━━━━━ Source text ━━━━━

The Gopher power play (which included Gigi Marvin and Rachael Drazan), ranked first in the WCHA and third in the nation with a 24.5 conversion percentage. Gigi Marvin led the league in power-play points with 24.
- Kelli Blankenship was in her sophomore season. She produced four goals and seven assists for 11 points. In the opening weekend of the season (October 16), she had an assist in the 4–2 win over Boston University. On October 19, she scored a goal and an assist in the 7–4 win over Ohio State. She held a season-high three-game scoring streak with points against Bemidji State and Ohio State (on February 1, 2 and 8).
- Rachael Drazan was paired with Anya Miller the entire 2007–08 season. She ranked fifth in scoring and second among defensemen when she scored 10 goals and 17 assists for 27 points. She scored five game-winning goals, seven power-play goals and a short-handed goal in her junior campaign.
On the power play, Drazan tied for third in the conference in power-play points with 13. Her first points as a Gopher came in a game against Northeastern on October 5. She had a goal and an assist. On November 3, she scored a goal and an assist in the Gophers' 3–2 victory over Wisconsin. From Nov. 18 – Jan 5, Drazan held a season-high eight-game scoring streak. During said streak, she notched nine points. She set a career-best three points in the 7–3 defeat of Ohio State on February 8.
- Melanie Gagnon was in her junior season. She appeared 35 games and scored three goals and 11 assists for 14 points, while earning her third letter. She started the season with an assist against Northeastern and against Boston University on October 5 and 6. In a 7–4 win over Ohio State on October 19, she tied a career-high three assists. She scored her first goal of the year on November 30 in a 5–0 win over Bemidji State. In a game played on February 1, which was a 5–1 defeat over North Dakota, she netted a power play goal. (2/1).

━━━━━

**Given instruction 1**
Copy the season summary starting with "On the power" and going on through "on February 8.", changing "Drazan" to "Rachael Drazan" each time it appears.
**Given instruction 2**
According to the season summary, how many power-play points did Gigi Marvin have to lead the league?

━━━━━ Record excerpts ━━━━━

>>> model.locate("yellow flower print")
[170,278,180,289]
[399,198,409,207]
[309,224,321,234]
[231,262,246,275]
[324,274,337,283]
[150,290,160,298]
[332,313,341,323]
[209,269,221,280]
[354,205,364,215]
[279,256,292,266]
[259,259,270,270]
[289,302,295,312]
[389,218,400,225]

━━━━━

**Output 1**
On the power play, Rachael Drazan tied for third in the conference in power-play points with 13. Her first points as a Gopher came in a game against Northeastern on October 5. She had a goal and an assist. On November 3, she scored a goal and an assist in the Gophers' 3–2 victory over Wisconsin. From Nov. 18 – Jan 5, Rachael Drazan held a season-high eight-game scoring streak. During said streak, she notched nine points. She set a career-best three points in the 7–3 defeat of Ohio State on February 8.

**Output 2**
24